**TESTO FORNITO**
+ + + +

La decisione di interrompere gli aiuti e le attività e quella di ritirare lo staff straniero è stata presa da diverse organizzazioni internazionali dopo l'accordo tra forze curde e governo di Damasco. Quest'ultimo infatti considera la presenza di organizzazioni internazionali e operatori stranieri illegale, in quanto non regolamentato da Damasco ma dalle autorità curdo-siriane. Lo staff straniero rischia di essere arrestato dalle truppe governative ora presenti nel nord-est siriano.

«Un milione di rifugiati» - «In una prima fase riporteremo a casa un milione di rifugiati siriani, in una seconda tappa 2 milioni di rifugiati nella zona di sicurezza che stiamo creando con l'offensiva contro i curdi nel nord-est della Siria». Lo ha detto il presidente turco Recep Tayyip Erdogan.

+ + + +

**CONSEGNA 1**
Nelle voci, riscrivi la parte che va dalla riga contenente "For every instance of the burner ring, the" fino alla fine delle voci, cambiando "pin" in "marker" e lasciando tutto il resto invariato.
Le voci non hanno alcun legame con il testo fornito.

+ + + +

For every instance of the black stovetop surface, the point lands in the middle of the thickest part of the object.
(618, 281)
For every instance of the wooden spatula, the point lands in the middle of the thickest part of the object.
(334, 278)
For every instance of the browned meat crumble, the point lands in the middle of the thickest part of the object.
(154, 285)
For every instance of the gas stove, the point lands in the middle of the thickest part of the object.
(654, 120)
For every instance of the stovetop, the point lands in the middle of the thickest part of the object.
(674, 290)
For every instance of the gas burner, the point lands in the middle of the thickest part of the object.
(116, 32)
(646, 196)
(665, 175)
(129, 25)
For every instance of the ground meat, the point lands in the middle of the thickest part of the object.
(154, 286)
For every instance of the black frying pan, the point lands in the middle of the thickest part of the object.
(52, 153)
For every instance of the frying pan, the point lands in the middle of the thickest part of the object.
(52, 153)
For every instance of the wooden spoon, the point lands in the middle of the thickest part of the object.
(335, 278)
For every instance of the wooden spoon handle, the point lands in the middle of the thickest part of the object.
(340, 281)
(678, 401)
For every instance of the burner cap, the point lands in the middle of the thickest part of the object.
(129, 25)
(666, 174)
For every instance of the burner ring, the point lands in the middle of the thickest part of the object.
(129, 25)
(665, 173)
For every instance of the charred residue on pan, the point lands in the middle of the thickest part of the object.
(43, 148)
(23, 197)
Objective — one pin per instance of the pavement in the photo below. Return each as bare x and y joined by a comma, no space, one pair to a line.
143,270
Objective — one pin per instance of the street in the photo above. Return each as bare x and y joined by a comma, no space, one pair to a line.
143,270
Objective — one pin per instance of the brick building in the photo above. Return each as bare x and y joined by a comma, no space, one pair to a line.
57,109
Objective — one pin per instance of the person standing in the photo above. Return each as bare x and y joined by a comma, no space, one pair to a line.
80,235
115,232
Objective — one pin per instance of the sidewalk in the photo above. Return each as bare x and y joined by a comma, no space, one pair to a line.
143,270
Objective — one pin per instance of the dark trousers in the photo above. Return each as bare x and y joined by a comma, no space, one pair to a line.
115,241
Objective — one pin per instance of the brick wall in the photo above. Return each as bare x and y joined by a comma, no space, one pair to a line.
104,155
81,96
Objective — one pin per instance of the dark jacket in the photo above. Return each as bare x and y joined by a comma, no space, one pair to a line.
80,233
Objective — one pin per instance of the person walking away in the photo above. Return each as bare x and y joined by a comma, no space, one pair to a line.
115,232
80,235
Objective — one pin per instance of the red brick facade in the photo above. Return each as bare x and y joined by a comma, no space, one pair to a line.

+ + + +

**CONSEGNA 2**
Secondo il testo fornito, quanti rifugiati siriani Erdogan dice che riporterà a casa nella prima fase?

**SOLUZIONE ESERCIZIO 1**
For every instance of the burner ring, the point lands in the middle of the thickest part of the object.
(129, 25)
(665, 173)
For every instance of the charred residue on pan, the point lands in the middle of the thickest part of the object.
(43, 148)
(23, 197)
Objective — one marker per instance of the pavement in the photo below. Return each as bare x and y joined by a comma, no space, one pair to a line.
143,270
Objective — one marker per instance of the street in the photo above. Return each as bare x and y joined by a comma, no space, one pair to a line.
143,270
Objective — one marker per instance of the brick building in the photo above. Return each as bare x and y joined by a comma, no space, one pair to a line.
57,109
Objective — one marker per instance of the person standing in the photo above. Return each as bare x and y joined by a comma, no space, one pair to a line.
80,235
115,232
Objective — one marker per instance of the sidewalk in the photo above. Return each as bare x and y joined by a comma, no space, one pair to a line.
143,270
Objective — one marker per instance of the dark trousers in the photo above. Return each as bare x and y joined by a comma, no space, one pair to a line.
115,241
Objective — one marker per instance of the brick wall in the photo above. Return each as bare x and y joined by a comma, no space, one pair to a line.
104,155
81,96
Objective — one marker per instance of the dark jacket in the photo above. Return each as bare x and y joined by a comma, no space, one pair to a line.
80,233
Objective — one marker per instance of the person walking away in the photo above. Return each as bare x and y joined by a comma, no space, one pair to a line.
115,232
80,235
Objective — one marker per instance of the red brick facade in the photo above. Return each as bare x and y joined by a comma, no space, one pair to a line.

**SOLUZIONE ESERCIZIO 2**
Un milione.